(Data to process)
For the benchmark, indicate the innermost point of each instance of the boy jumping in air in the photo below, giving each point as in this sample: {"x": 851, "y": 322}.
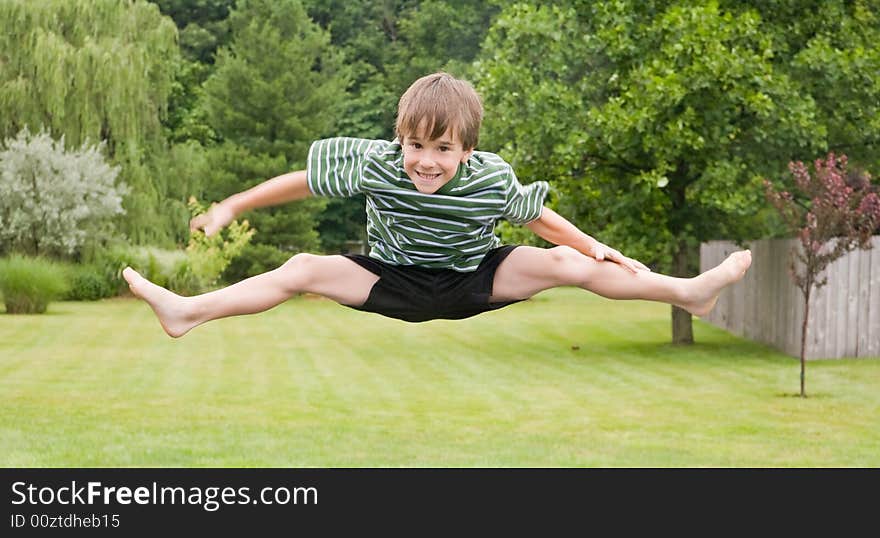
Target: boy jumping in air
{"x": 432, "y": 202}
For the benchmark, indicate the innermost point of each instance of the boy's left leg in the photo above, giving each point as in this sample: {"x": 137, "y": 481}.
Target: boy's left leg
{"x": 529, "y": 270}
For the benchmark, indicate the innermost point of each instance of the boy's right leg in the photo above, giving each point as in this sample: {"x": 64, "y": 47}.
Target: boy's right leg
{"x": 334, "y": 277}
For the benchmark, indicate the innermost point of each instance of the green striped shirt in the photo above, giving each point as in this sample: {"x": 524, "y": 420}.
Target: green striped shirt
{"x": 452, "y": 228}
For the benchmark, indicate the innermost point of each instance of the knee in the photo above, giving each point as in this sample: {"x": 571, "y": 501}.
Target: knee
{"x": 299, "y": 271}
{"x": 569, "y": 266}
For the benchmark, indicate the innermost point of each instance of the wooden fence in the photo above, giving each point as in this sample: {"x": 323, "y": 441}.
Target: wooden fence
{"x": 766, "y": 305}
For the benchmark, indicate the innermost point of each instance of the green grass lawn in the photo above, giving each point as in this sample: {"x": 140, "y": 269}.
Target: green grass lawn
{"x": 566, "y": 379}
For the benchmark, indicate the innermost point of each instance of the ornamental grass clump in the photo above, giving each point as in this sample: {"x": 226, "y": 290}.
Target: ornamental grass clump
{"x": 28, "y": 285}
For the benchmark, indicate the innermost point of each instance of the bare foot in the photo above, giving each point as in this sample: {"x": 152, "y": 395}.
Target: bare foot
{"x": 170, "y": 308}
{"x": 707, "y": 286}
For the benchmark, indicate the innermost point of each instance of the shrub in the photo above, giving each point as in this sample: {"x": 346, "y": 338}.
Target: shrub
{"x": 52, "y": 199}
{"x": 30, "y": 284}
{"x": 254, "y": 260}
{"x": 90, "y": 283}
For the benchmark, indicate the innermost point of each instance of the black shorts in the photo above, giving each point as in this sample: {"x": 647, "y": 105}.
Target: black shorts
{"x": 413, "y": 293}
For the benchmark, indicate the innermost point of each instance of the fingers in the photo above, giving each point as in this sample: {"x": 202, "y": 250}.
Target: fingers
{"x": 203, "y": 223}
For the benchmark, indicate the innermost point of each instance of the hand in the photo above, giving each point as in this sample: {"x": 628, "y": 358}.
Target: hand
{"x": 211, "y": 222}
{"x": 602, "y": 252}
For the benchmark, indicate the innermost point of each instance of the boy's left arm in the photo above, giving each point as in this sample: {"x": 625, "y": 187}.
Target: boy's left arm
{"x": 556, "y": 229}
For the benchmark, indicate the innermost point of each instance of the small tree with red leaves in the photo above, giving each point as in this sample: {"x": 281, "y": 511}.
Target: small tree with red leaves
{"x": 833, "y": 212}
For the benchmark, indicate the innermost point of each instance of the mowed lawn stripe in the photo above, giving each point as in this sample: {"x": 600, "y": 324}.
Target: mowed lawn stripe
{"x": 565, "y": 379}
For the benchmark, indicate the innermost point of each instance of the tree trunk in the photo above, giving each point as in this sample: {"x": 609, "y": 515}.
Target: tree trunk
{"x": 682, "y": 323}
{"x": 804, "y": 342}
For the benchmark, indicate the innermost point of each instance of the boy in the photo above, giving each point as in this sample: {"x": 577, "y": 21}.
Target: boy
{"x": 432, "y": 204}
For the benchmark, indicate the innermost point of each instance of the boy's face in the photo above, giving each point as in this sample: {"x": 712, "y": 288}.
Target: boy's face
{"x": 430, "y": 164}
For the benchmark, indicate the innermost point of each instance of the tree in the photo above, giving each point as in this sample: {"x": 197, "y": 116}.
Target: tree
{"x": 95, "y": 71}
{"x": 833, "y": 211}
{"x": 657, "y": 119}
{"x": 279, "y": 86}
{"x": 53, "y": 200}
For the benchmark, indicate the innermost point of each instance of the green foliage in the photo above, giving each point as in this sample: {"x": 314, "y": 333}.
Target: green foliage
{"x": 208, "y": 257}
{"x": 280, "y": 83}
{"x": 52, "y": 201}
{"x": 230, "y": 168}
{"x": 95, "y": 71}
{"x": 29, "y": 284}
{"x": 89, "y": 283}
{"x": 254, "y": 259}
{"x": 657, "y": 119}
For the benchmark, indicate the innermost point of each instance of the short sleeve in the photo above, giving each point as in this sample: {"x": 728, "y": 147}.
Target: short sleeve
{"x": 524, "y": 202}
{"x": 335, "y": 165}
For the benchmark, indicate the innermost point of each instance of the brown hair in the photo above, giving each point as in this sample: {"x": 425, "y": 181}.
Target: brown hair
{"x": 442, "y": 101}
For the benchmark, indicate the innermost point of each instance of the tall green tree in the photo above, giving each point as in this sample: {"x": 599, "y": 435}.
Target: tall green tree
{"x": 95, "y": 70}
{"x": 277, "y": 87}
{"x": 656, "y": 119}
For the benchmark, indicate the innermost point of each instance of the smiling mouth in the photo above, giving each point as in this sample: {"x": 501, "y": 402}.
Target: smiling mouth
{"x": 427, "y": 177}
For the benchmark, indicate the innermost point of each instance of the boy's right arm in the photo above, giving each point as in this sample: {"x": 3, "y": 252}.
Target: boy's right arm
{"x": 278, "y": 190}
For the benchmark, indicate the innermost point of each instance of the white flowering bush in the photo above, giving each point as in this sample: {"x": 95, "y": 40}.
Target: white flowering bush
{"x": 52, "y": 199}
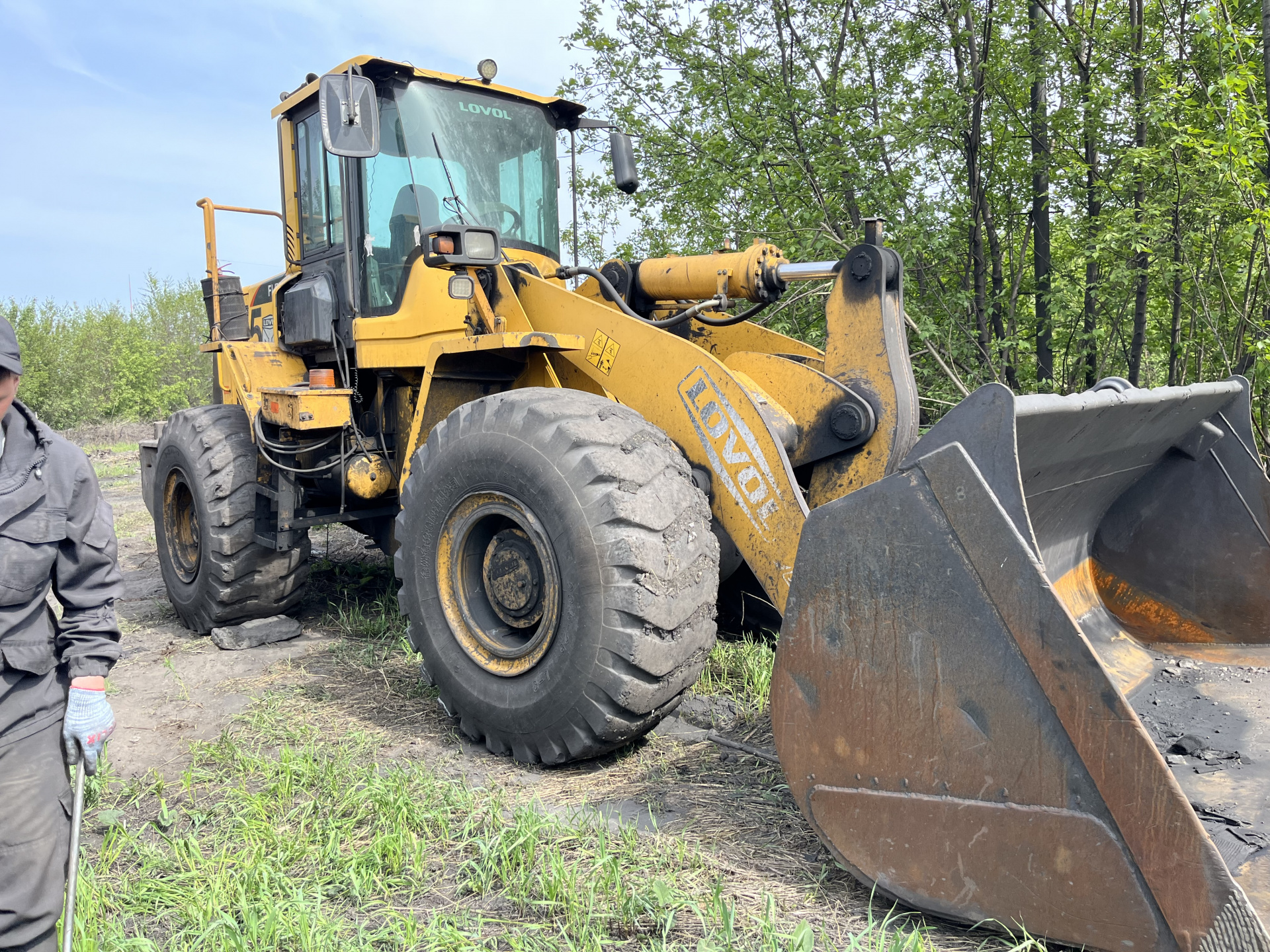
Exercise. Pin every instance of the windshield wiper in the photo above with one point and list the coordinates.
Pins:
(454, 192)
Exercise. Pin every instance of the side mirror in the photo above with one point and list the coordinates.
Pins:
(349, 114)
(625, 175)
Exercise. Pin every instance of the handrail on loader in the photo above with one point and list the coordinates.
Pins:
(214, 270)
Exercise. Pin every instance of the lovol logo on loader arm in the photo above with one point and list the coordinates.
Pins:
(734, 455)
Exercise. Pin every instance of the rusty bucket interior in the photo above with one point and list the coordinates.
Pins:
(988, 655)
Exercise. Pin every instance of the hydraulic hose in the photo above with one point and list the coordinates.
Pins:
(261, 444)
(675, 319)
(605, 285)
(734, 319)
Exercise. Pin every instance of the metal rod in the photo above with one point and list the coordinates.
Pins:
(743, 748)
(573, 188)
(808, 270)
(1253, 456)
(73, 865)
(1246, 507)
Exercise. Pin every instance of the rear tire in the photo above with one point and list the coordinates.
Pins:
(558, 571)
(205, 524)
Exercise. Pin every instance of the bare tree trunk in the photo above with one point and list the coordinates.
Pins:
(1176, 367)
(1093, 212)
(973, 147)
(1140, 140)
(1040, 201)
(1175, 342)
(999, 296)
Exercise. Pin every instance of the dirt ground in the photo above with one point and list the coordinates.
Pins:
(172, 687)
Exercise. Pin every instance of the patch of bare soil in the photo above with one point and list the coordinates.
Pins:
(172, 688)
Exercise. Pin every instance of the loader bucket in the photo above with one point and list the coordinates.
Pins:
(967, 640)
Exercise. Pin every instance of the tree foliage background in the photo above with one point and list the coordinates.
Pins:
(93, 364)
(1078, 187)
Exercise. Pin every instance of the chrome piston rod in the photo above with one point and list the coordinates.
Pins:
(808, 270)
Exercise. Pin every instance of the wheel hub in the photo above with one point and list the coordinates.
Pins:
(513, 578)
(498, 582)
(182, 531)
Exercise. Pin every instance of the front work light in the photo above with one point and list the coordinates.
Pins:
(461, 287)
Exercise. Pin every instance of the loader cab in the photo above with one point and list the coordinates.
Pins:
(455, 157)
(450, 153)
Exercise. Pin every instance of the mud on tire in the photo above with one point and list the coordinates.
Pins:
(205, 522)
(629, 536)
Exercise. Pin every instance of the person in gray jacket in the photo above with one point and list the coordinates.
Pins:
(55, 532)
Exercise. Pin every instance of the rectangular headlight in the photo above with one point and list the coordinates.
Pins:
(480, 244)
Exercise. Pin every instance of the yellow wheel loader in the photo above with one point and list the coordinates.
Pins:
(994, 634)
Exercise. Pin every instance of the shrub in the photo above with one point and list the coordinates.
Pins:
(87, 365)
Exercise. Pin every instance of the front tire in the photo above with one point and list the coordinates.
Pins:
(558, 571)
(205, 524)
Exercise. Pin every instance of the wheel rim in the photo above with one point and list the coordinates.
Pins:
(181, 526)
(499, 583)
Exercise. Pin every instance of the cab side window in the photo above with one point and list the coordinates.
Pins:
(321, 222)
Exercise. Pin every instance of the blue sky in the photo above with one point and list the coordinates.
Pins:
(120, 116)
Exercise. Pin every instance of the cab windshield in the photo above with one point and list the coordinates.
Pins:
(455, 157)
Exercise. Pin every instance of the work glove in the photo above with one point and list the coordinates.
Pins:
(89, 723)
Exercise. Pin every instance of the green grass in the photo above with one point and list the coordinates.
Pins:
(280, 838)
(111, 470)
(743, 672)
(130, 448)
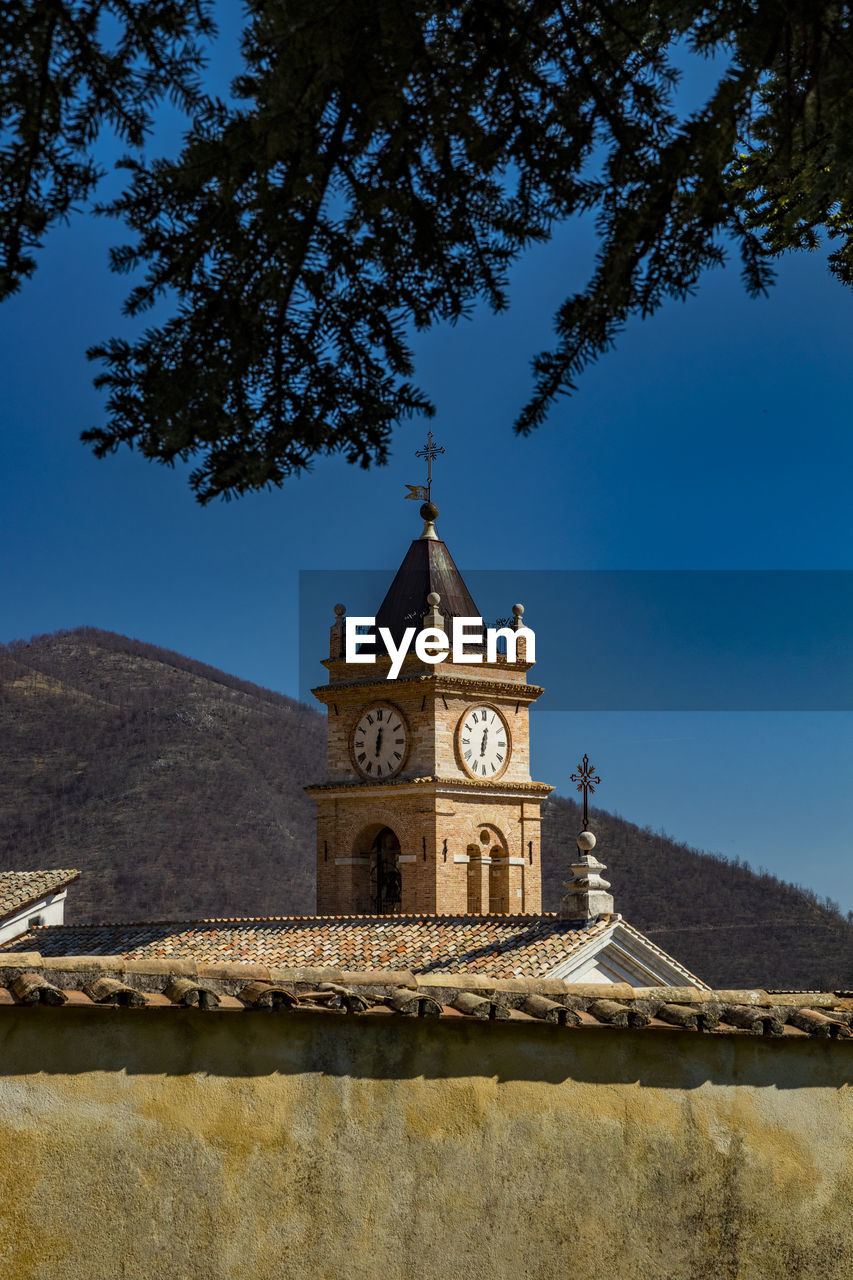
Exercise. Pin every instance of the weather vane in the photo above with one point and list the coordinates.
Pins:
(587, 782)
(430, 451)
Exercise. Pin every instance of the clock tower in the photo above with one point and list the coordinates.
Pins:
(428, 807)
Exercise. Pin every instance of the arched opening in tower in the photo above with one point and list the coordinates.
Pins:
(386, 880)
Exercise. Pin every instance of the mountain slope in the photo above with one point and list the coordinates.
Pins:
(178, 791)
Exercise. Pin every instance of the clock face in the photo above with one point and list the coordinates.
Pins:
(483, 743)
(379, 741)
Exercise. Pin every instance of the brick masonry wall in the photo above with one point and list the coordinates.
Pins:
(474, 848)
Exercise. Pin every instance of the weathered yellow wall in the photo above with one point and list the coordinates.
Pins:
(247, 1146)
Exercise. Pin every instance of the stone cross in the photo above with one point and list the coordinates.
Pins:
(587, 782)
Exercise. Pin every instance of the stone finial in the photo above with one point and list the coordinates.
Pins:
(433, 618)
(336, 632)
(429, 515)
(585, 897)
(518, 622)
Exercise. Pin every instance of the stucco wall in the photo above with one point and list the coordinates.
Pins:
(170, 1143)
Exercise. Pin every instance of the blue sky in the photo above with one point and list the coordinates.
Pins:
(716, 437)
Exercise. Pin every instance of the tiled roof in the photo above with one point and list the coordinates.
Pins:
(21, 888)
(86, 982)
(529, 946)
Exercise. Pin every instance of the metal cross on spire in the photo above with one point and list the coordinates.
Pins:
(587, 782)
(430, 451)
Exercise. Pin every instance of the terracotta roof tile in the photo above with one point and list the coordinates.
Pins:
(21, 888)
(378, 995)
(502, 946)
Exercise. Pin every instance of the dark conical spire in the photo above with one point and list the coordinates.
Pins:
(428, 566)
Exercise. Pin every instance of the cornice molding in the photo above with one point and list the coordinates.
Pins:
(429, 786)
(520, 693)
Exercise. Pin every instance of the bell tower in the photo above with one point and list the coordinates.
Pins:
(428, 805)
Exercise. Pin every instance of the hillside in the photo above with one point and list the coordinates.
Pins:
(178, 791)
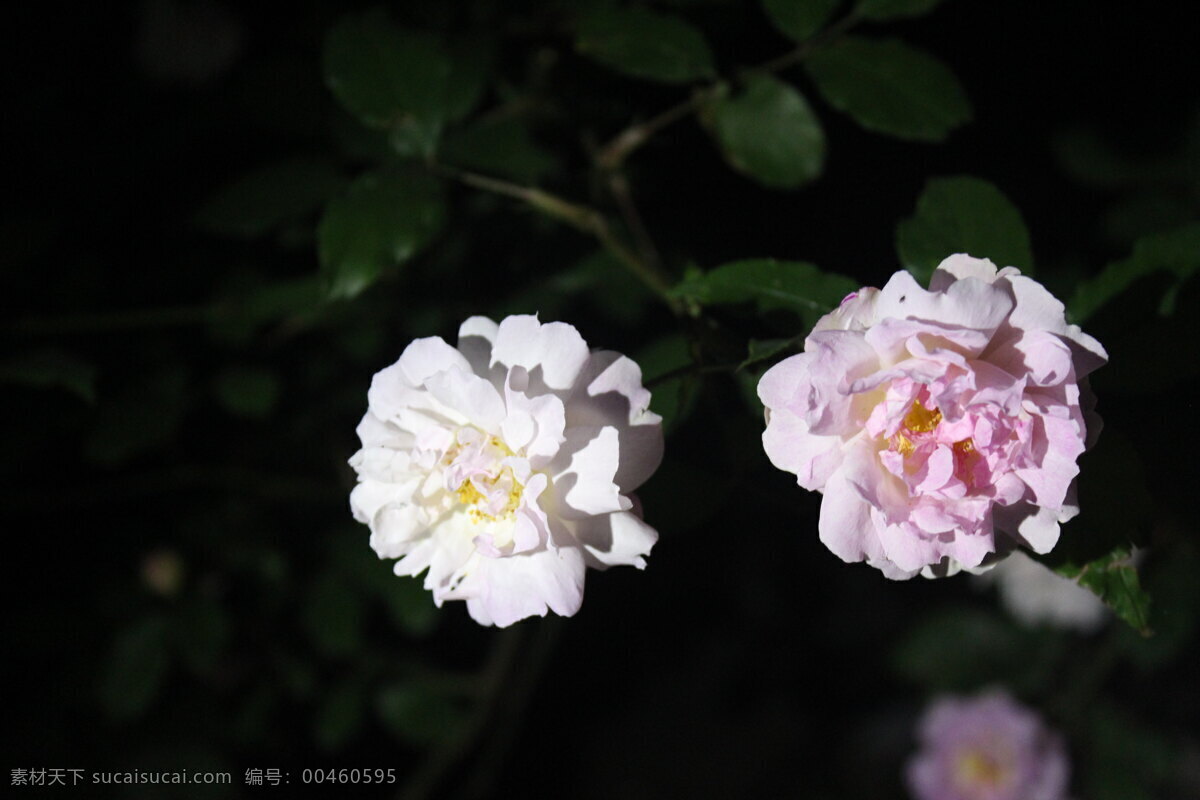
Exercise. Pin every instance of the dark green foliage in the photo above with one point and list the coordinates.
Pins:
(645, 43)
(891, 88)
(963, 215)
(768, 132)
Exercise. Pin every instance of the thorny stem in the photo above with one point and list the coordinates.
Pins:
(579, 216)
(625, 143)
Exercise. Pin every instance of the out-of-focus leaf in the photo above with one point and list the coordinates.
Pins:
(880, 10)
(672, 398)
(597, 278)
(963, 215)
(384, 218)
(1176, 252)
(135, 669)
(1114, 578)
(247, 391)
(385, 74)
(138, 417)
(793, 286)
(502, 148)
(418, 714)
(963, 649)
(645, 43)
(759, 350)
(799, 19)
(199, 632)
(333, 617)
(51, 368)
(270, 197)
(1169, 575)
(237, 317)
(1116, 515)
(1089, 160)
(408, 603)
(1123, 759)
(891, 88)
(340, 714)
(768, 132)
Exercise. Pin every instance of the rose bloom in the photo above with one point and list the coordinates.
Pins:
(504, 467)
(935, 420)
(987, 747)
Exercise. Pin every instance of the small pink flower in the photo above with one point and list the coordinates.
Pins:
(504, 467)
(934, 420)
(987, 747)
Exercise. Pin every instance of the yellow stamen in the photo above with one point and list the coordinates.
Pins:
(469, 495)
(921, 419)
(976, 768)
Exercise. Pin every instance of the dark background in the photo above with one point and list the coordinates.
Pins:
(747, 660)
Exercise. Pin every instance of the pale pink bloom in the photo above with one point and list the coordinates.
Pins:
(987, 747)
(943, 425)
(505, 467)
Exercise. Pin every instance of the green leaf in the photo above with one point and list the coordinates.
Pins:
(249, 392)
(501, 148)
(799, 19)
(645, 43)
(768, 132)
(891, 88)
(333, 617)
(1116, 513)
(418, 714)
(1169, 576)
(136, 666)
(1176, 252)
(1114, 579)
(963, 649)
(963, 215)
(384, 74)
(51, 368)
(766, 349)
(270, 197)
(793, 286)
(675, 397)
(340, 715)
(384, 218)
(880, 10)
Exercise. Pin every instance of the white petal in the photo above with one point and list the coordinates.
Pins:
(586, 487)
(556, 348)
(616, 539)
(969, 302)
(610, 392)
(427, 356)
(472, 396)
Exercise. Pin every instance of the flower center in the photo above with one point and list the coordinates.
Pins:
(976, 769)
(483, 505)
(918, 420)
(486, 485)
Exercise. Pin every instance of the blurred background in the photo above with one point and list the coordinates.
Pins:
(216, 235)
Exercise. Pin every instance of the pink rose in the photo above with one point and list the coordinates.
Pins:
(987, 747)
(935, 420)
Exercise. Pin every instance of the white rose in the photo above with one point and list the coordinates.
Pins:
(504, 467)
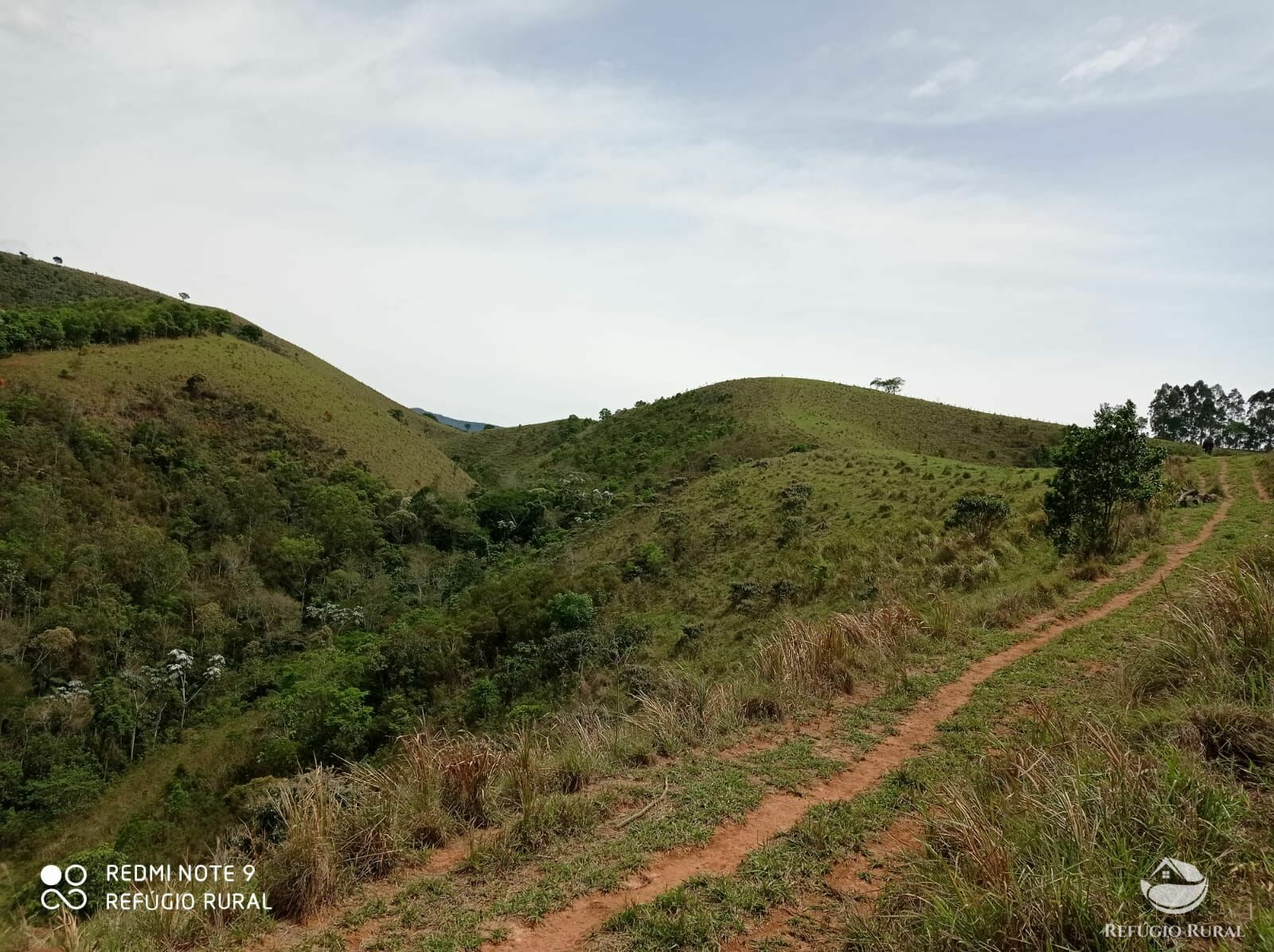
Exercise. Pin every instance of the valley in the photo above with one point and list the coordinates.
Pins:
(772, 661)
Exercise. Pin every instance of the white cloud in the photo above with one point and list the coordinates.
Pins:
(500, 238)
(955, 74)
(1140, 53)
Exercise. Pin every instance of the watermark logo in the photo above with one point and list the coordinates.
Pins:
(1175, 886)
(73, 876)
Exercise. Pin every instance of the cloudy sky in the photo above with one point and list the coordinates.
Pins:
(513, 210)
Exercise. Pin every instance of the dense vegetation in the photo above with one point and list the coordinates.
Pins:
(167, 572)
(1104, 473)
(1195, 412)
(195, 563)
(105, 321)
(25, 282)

(Required task)
Copy everything from the line containing "Exercise. Pin every instance of the watermark" down to the end of the data, switching "Pins" to "Points" and leaving the rest unchanged.

(Reply to the task)
Exercise. Pin every instance of the watermark logo in the photo above with one point and list the coordinates.
Points:
(1175, 886)
(73, 876)
Exercise. Pin every instance of the cloudy sky in the photo above with one point and list the coordinates.
Points:
(513, 210)
Exercise. Pin every instance of the dense vegetation in the photo above with one point and list the coordinates.
Points:
(167, 572)
(1104, 473)
(1195, 412)
(195, 563)
(105, 321)
(25, 282)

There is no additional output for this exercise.